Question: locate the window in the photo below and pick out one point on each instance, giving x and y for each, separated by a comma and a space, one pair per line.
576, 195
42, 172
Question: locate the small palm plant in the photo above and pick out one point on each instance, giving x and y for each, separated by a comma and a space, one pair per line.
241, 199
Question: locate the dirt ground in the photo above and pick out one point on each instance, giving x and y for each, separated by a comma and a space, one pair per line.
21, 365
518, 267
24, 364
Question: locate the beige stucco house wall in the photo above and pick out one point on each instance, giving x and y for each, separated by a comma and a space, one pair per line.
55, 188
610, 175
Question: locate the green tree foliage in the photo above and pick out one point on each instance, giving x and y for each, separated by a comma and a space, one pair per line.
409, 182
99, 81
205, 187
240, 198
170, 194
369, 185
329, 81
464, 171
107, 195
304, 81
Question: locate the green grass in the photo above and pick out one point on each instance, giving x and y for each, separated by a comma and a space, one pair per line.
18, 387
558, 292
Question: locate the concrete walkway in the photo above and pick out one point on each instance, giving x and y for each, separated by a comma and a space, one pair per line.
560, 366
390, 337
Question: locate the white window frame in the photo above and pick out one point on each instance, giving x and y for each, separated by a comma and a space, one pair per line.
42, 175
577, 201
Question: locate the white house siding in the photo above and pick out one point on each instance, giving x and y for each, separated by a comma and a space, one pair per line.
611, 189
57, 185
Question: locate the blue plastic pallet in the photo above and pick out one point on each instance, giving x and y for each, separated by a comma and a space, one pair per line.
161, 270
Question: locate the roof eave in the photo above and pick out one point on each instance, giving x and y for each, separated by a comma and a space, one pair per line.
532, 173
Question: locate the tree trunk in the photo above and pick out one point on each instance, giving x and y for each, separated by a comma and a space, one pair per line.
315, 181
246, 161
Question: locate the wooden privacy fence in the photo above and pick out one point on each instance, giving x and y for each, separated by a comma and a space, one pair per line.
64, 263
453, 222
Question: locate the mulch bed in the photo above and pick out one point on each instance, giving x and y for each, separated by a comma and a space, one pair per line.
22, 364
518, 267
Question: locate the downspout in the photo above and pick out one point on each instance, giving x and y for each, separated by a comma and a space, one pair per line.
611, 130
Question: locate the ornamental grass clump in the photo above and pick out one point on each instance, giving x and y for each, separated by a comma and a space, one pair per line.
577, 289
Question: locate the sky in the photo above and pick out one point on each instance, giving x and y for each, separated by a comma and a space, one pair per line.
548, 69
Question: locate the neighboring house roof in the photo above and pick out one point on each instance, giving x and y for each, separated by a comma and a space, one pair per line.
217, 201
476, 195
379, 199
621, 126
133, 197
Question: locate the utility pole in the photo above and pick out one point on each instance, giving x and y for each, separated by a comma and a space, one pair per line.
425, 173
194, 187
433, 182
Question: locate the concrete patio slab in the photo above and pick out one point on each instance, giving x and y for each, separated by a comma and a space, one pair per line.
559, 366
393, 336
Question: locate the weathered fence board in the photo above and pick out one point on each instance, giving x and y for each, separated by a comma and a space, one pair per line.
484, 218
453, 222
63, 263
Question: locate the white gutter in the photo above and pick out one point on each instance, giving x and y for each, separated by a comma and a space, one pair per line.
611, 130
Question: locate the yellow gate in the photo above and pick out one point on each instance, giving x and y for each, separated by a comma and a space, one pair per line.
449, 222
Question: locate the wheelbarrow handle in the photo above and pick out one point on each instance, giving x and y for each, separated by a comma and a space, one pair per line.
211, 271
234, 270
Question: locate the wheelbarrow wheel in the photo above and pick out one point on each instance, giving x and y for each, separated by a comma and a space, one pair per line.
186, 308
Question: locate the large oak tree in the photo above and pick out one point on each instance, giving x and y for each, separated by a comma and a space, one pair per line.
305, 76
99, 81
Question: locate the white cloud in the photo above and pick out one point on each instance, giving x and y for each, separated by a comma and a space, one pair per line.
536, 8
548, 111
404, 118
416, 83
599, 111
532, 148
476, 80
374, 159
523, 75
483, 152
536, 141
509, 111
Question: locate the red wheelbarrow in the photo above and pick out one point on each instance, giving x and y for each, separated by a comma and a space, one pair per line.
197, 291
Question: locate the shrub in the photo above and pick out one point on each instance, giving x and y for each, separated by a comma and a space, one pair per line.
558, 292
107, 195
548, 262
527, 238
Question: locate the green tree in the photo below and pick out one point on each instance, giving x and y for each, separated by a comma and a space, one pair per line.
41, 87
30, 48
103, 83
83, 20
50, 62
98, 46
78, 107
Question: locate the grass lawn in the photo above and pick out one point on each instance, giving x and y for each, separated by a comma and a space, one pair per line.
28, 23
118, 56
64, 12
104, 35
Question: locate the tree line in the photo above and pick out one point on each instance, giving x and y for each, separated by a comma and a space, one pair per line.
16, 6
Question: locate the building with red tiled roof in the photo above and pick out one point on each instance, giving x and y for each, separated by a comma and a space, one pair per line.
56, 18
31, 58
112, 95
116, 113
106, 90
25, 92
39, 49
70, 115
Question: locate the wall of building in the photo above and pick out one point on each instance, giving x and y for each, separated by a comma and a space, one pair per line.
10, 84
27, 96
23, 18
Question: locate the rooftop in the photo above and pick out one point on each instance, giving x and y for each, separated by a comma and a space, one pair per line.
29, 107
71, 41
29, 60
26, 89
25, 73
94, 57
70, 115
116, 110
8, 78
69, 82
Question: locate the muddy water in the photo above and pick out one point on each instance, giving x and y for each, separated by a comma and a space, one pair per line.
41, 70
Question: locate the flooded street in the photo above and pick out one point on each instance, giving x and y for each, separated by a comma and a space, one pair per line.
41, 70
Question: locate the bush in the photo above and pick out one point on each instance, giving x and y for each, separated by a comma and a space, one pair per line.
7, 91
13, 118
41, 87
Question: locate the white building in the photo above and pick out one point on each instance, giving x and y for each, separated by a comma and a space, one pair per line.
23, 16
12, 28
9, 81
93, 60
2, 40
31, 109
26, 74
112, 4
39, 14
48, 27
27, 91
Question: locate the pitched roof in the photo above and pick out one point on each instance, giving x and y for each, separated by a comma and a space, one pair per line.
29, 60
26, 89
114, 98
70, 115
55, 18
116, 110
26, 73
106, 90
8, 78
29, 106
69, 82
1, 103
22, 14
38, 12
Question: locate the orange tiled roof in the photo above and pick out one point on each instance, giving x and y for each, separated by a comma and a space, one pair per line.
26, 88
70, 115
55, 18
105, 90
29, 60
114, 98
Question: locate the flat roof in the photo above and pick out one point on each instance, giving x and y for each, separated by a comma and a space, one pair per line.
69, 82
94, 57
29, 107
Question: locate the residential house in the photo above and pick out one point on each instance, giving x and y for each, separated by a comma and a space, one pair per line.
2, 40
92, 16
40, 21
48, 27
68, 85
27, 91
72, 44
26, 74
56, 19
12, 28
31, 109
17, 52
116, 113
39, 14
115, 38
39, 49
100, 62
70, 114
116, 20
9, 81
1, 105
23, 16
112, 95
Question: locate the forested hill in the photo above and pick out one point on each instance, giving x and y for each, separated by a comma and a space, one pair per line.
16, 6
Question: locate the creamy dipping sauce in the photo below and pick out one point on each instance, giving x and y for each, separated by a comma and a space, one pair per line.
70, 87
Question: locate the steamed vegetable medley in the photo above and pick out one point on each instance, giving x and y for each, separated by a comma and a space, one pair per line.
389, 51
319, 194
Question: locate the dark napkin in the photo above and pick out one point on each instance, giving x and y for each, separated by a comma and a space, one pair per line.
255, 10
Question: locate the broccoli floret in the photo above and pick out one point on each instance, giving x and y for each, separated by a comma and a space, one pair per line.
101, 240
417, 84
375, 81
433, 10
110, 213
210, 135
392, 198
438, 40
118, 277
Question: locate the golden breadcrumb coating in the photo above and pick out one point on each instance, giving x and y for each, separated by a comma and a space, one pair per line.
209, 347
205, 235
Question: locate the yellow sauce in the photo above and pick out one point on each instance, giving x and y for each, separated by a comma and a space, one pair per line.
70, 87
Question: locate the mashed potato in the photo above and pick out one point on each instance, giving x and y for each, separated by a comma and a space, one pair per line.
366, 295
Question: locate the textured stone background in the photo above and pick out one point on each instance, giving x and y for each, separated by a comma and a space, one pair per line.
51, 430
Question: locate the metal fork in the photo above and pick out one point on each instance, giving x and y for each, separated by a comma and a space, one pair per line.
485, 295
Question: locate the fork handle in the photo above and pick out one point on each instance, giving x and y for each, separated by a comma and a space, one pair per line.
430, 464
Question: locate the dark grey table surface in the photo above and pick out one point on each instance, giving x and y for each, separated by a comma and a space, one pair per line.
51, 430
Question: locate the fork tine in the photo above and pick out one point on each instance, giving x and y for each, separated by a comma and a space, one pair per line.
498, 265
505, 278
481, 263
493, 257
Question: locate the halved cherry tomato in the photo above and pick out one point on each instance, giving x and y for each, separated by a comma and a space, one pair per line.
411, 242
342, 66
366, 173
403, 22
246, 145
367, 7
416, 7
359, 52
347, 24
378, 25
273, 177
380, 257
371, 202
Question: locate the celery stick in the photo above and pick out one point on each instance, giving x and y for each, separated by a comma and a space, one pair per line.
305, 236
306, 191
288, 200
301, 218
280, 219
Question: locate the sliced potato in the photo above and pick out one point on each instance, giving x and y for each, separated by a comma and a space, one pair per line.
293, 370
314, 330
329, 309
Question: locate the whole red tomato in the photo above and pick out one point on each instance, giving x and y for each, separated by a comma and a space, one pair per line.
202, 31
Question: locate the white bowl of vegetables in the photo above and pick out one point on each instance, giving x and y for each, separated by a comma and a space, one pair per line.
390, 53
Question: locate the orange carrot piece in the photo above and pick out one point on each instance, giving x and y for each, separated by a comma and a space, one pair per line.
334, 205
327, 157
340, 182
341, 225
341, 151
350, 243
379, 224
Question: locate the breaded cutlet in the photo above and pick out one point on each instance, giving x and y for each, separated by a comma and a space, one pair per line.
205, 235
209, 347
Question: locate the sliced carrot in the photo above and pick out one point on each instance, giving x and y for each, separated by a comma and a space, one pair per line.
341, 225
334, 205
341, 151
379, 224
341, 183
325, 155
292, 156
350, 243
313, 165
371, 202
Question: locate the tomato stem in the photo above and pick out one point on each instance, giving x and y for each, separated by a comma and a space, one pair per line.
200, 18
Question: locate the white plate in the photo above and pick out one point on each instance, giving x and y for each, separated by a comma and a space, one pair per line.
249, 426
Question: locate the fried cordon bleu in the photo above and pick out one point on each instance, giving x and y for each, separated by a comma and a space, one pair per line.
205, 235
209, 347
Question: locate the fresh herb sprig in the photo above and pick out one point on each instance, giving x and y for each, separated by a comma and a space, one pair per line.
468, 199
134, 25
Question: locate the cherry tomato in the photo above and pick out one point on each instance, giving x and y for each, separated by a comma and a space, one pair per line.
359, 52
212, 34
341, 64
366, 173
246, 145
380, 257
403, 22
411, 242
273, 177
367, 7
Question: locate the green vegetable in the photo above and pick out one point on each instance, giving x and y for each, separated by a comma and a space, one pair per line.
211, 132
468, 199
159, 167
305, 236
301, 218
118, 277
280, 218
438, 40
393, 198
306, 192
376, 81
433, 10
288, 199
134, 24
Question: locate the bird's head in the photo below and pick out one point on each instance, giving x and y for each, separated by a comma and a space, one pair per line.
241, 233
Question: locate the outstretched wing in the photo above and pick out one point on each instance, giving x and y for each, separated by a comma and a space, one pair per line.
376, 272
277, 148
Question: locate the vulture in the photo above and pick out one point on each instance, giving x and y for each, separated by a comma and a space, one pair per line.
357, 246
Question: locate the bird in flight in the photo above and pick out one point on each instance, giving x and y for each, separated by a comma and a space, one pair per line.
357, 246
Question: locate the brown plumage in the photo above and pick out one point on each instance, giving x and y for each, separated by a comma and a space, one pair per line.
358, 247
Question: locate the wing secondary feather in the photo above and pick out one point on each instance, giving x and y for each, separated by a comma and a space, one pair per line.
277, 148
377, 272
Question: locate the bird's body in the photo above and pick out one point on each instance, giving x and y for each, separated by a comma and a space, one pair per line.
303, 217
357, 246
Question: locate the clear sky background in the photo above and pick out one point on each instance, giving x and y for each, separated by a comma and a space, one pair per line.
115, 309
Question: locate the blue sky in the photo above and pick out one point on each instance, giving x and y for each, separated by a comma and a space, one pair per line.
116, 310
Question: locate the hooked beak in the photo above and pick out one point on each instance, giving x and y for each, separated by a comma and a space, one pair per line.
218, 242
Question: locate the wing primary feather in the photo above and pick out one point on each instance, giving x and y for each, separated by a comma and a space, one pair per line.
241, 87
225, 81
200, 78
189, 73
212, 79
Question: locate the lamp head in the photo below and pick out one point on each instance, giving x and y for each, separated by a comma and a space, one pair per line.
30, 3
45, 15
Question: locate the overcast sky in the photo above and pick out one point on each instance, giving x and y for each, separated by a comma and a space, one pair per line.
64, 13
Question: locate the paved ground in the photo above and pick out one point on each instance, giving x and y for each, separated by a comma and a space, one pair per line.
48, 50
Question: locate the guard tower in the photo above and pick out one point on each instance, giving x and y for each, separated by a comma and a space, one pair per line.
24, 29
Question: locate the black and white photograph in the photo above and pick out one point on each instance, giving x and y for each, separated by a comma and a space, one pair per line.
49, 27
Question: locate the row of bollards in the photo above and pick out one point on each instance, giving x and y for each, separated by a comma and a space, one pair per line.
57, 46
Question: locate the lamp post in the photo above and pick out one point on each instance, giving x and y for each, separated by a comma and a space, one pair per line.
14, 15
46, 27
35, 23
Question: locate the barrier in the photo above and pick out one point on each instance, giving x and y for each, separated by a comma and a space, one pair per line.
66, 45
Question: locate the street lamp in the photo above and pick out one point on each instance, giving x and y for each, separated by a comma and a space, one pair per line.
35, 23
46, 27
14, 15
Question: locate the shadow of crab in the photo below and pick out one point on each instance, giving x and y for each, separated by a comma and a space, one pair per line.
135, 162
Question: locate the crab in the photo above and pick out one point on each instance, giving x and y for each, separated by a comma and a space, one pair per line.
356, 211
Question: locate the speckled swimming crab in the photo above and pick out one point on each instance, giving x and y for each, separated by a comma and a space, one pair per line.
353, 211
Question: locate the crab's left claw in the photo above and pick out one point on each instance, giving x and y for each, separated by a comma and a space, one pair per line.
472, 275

# # # #

Please return exactly the lines that run from the line with "Question: locate the shadow" through the end of the records above, both included, and nothing more.

_RESPONSE_:
Question: locate the shadow of crab in the photo below and pick out one point on each instance, giving x and y for each, separated by a comma and a space, one pair per line.
135, 162
Question: locate the crab in the photo above and pick out one point on each instance, giving x and y for each, separated by a comma and a space, one pair per line.
356, 211
Question: locate the speckled swimming crab in the photo above and pick out one point on each instance, giving x and y for each, separated by a comma and a space, one pair per line.
353, 211
Question: locate the crab's left claw in the photo above and pick out one point on each instance, giving x and y for each, separated by a comma and a space, one pair per line.
472, 275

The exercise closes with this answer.